= About this exercise =
Count how many lines of the material below have the word "white" and give only the number.
[Opening Information shown section]
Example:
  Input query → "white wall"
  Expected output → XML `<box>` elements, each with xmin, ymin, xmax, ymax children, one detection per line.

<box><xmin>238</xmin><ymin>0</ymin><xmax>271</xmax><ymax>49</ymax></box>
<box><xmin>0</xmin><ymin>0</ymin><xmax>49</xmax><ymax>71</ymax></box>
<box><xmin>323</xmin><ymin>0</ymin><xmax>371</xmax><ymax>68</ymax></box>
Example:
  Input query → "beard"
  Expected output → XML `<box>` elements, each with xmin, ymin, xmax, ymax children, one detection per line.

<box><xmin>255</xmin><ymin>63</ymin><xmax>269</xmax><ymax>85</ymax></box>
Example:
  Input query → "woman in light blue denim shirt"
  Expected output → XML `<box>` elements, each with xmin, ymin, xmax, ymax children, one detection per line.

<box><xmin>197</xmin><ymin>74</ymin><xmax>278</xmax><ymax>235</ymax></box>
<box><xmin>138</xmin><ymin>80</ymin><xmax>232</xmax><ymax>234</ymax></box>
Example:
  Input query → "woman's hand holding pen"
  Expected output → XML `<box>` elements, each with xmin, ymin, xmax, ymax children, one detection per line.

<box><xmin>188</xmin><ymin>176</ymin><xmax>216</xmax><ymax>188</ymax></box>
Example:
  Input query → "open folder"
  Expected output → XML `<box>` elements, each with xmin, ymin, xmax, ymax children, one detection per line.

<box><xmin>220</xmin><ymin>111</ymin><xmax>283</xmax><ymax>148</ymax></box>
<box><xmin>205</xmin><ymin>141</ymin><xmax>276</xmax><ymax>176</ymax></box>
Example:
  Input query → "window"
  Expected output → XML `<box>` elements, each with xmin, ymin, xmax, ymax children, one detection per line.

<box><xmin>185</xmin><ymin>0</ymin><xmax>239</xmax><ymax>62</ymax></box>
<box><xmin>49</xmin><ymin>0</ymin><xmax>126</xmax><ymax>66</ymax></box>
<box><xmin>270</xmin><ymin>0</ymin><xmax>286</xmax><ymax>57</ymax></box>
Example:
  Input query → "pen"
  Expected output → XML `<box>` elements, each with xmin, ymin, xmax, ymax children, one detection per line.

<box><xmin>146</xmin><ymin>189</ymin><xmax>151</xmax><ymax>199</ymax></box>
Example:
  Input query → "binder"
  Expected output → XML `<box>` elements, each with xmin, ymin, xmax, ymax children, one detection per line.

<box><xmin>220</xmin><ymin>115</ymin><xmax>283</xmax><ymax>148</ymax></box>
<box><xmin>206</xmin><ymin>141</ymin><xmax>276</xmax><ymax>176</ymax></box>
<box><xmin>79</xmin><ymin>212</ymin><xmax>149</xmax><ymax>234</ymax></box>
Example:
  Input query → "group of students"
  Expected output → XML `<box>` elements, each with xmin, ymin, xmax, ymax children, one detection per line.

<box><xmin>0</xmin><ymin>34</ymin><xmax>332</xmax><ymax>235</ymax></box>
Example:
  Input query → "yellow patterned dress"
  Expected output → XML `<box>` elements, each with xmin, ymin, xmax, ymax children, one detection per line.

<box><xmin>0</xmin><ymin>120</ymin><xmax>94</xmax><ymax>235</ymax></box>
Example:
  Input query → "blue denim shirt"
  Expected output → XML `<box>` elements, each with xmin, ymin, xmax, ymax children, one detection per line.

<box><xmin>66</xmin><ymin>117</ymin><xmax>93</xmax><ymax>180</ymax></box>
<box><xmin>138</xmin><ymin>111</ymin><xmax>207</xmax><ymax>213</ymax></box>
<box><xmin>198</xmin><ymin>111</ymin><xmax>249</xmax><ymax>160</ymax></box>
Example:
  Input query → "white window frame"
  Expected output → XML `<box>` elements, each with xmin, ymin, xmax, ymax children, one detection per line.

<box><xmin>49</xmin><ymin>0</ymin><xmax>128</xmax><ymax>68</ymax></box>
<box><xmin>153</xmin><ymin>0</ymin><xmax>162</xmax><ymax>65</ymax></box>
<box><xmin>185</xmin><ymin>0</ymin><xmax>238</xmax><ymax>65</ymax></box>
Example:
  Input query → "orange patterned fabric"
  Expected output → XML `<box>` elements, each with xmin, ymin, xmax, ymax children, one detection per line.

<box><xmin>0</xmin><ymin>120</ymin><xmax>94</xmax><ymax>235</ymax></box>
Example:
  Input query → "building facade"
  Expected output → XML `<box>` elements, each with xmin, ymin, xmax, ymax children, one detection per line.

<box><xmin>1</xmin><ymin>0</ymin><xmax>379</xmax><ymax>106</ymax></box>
[Closing Information shown section]
= Task answer =
2